===== Excerpted records
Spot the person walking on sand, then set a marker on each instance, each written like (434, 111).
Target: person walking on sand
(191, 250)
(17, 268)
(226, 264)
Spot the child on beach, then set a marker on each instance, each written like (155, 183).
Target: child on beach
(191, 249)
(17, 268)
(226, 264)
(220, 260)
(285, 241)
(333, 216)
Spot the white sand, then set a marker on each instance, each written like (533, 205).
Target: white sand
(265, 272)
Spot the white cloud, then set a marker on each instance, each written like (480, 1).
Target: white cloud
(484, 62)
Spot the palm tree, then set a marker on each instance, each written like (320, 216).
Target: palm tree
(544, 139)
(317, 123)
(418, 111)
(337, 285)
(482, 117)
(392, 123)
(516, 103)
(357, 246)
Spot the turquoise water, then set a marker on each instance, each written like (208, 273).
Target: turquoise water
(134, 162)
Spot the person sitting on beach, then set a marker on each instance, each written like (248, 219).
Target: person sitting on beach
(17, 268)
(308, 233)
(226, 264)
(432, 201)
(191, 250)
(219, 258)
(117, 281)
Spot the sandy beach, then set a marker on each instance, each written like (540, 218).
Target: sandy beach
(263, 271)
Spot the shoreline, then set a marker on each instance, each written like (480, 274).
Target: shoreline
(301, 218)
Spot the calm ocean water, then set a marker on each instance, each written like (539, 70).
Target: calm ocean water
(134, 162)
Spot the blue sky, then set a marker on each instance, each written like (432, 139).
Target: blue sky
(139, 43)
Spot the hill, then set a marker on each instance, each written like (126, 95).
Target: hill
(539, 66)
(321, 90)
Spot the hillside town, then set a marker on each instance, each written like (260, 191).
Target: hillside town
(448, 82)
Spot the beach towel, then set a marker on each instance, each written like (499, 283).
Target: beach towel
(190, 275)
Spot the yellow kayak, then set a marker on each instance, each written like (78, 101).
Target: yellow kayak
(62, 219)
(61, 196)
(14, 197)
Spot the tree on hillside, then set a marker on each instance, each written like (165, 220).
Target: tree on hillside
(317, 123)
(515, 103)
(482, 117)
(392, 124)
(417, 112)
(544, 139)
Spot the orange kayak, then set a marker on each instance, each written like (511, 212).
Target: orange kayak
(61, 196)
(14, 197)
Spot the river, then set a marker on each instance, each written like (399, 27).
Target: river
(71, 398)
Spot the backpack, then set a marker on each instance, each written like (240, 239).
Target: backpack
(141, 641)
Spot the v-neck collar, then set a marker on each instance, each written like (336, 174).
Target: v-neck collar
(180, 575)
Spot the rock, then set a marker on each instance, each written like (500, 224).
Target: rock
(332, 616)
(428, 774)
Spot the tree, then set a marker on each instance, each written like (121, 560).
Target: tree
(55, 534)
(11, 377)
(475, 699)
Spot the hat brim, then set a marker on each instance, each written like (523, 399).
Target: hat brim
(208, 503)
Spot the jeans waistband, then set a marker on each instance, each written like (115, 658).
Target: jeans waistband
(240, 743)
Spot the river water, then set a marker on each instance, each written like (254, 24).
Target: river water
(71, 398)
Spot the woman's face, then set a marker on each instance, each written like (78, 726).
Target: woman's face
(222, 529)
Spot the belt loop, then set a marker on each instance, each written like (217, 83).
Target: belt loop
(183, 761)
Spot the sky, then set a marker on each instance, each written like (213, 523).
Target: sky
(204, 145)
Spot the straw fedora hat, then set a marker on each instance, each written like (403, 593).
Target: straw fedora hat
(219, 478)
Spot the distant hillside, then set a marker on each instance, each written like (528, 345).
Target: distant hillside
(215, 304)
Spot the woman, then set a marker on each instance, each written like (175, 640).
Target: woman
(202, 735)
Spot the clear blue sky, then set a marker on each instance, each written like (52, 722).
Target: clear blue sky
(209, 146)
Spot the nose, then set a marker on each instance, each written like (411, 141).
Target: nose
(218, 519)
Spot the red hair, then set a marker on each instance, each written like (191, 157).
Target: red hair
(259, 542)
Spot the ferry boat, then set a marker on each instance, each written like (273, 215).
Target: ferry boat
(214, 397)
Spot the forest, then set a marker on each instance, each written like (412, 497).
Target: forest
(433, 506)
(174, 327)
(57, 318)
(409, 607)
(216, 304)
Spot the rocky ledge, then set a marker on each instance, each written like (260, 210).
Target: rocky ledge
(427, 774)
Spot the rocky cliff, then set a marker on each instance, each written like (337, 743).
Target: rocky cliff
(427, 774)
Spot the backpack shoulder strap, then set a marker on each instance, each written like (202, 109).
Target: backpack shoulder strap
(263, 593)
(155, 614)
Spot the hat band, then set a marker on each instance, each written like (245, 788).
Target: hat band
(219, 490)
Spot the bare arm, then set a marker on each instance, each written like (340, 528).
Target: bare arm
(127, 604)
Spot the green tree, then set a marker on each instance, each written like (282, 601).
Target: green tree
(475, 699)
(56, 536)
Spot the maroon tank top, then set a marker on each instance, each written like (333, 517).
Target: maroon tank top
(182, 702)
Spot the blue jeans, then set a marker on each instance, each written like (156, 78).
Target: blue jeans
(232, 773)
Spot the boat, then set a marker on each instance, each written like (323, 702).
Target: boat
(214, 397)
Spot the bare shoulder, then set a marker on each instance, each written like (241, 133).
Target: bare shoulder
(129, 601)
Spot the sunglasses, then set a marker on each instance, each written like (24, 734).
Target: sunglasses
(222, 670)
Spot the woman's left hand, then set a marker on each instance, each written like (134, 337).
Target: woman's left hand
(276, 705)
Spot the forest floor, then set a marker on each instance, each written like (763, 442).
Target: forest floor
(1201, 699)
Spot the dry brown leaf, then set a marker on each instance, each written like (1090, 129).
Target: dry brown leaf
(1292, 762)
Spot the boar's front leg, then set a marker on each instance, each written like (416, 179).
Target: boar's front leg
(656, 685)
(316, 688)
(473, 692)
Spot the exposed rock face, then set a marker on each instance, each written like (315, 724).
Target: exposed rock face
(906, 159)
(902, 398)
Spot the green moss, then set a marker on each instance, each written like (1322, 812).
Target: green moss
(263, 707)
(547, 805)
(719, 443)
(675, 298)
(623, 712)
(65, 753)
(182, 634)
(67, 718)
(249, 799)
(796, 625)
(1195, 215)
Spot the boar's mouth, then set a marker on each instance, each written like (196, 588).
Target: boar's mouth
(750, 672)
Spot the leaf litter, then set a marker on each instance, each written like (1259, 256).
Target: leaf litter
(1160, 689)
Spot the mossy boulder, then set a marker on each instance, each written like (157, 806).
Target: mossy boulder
==========
Required work → Change "set a marker" to "place a dot" throughout the rows above, and leave every other part of them untouched.

Task solution →
Spot the person walking on sand, then place a dot on each instance, each written like (434, 111).
Target: person walking on sand
(191, 250)
(17, 268)
(226, 264)
Spot the child on beach, then place a dot on each instance, each written like (155, 183).
Target: child on beach
(191, 249)
(17, 268)
(226, 264)
(220, 260)
(285, 241)
(333, 216)
Spot the white sand, then place a dot on each instance, each written like (533, 205).
Target: white sand
(265, 272)
Spot the white cloud, then place a dot on each instance, each written like (480, 1).
Target: white cloud
(484, 62)
Spot the palm tree, then place a dot on each instance, each written like (320, 216).
Target: palm tree
(544, 139)
(317, 123)
(418, 111)
(337, 285)
(482, 117)
(392, 123)
(516, 103)
(357, 246)
Spot the turquoise water, then place a dot on each instance, each written like (208, 273).
Target: turquoise water
(134, 162)
Spot the person sitting on beach, then place a dot on each instance, each written like (248, 219).
Target: person sitting on beach
(17, 268)
(308, 233)
(226, 264)
(432, 201)
(191, 250)
(219, 258)
(117, 281)
Spot the sandy beach, then place a dot on each instance, each written like (540, 218).
Target: sandy beach
(263, 271)
Spot the shoreline, then place a dot on each instance, each written like (480, 274).
Target: shoreline
(301, 218)
Spot the calm ocean water, then place a dot on each instance, each written like (539, 70).
Target: calm ocean water
(134, 162)
Spot the blue sky, then place a dot on each instance, each written like (432, 139).
Target: blue sky
(139, 43)
Spot the hill, then place a dot on each instance, each written like (126, 95).
Target: hill
(539, 66)
(321, 90)
Spot the hillside town, then place a dot on each instance, each written like (260, 191).
Target: hillside town
(448, 82)
Spot the beach towel, then place a dot on each instance, each written like (499, 283).
Target: beach towel
(190, 275)
Spot the yellow kayak, then place a dot on each instance, each written like (78, 101).
Target: yellow kayak
(62, 219)
(61, 196)
(14, 197)
Spot the tree on hillside, then place a dot on each instance, each written like (165, 220).
Target: tree on hillside
(317, 123)
(515, 103)
(482, 117)
(392, 124)
(417, 112)
(544, 139)
Spot the orange kayak, then place a dot on each instance, each written like (511, 212).
Target: orange kayak
(61, 196)
(14, 197)
Spot the river, then place a dot on each instance, each written like (399, 27).
Target: river
(71, 398)
Spot the backpack, then place a dot on each instance, each written like (240, 239).
Target: backpack
(141, 641)
Spot the v-neck collar, then place a dot on each instance, each written like (336, 174).
Target: v-neck collar
(180, 575)
Spot the rock, then place a dot on each instance, each written like (500, 224).
Target: rock
(332, 616)
(428, 774)
Spot the tree, then place a dot on each instance, each written like (121, 560).
Target: tree
(55, 534)
(11, 377)
(475, 699)
Spot the hat brim, then place a dot on each instance, each written like (523, 399).
Target: hat brim
(208, 503)
Spot the jeans waistband, then place a dot on each instance, each written like (115, 658).
Target: jeans waistband
(240, 743)
Spot the river water, then place a dot on each instance, each written like (254, 24).
Target: river water
(71, 398)
Spot the woman's face, then place a dot on each instance, each written like (78, 726).
Target: woman's face
(222, 529)
Spot the belt loop, then place a dot on each instance, each written like (217, 83).
Target: belt loop
(183, 761)
Spot the sky, then place a dot on each instance, each written like (213, 523).
Target: sky
(204, 145)
Spot the straw fedora hat, then place a dot on each instance, each written like (403, 593).
Target: straw fedora hat
(219, 478)
Spot the distant hillside, then place a dot on each instance, each written like (528, 345).
Target: distant hillside
(215, 304)
Spot the woman, then place a dot on each instance, each written like (175, 640).
Target: woman
(202, 735)
Spot the clear blue sky, then place a dot on each instance, each written like (52, 722).
Target: clear blue sky
(209, 146)
Spot the nose, then place a dot on each instance, each written like (411, 141).
Target: nose
(218, 519)
Spot the red hair, then place a dot on each instance, each written like (191, 157).
Target: red hair
(259, 542)
Spot the ferry boat, then place a dot on each instance, each written like (273, 215).
Target: ferry boat
(214, 397)
Spot the forest, then place a dot on each instance, each written like (412, 497).
Target: forest
(433, 506)
(174, 327)
(57, 318)
(409, 607)
(216, 304)
Spot the rocky ledge, then place a dot on each instance, each written like (260, 210).
Target: rocky ledge
(427, 774)
Spot the rocky cliff, then place a dot on each instance, each written like (337, 743).
Target: rocky cliff
(427, 774)
Spot the backpack shoulder strap, then place a dot on each instance, each written like (202, 109).
Target: backpack shoulder strap
(263, 593)
(155, 614)
Spot the hat band, then place a dot on each instance, each written like (245, 788).
Target: hat band
(219, 490)
Spot the bare arm, then place a dot on each instance, each written like (340, 528).
Target: bare arm
(127, 604)
Spot the green tree, then place a dot on each instance, each written like (282, 601).
Target: green tree
(475, 699)
(56, 536)
Spot the maroon tank top, then place a dot on each instance, each written like (333, 517).
Target: maroon tank top
(182, 702)
Spot the blue jeans, then place a dot on each instance, each written like (156, 78).
Target: blue jeans
(232, 773)
Spot the boat, then place a dot on each instance, each written like (323, 702).
Target: boat
(214, 397)
Spot the bare shoulder, then place a dot on each instance, each written like (241, 133).
Target: bare shoulder
(129, 601)
Spot the sunglasses, then place a dot on each instance, each written like (24, 734).
Target: sunglasses
(222, 670)
Spot the woman's left hand, then place a dot on each instance, each written like (134, 337).
Target: woman's left hand
(276, 705)
Spot the forest floor, then place a dot on each instance, each written like (763, 442).
Target: forest floor
(1201, 699)
Spot the dry brown leaf, then place a dot on each instance, each written like (1090, 129).
Target: dry brown leaf
(1292, 762)
Spot the boar's front leg, then place a dot on each instance, each written like (416, 179).
Target: boar's front leg
(656, 685)
(316, 688)
(473, 692)
Spot the exposed rock face, then place a dot on each instance, each written like (315, 724).
Target: exposed rock face
(906, 159)
(902, 398)
Spot the green moss, then place a dot on each instance, each written like (1322, 812).
Target: green moss
(263, 707)
(547, 805)
(719, 443)
(675, 298)
(623, 712)
(65, 753)
(182, 634)
(67, 718)
(249, 799)
(796, 625)
(1195, 215)
Spot the boar's mouth, then place a dot on each instance, each written like (196, 588).
Target: boar's mouth
(750, 672)
Spot the leaf litter, then place a dot on each instance, each written like (1259, 256).
Target: leaf litter
(1160, 689)
Spot the mossy boulder, then place a dot on each instance, each written like (157, 806).
Target: mossy boulder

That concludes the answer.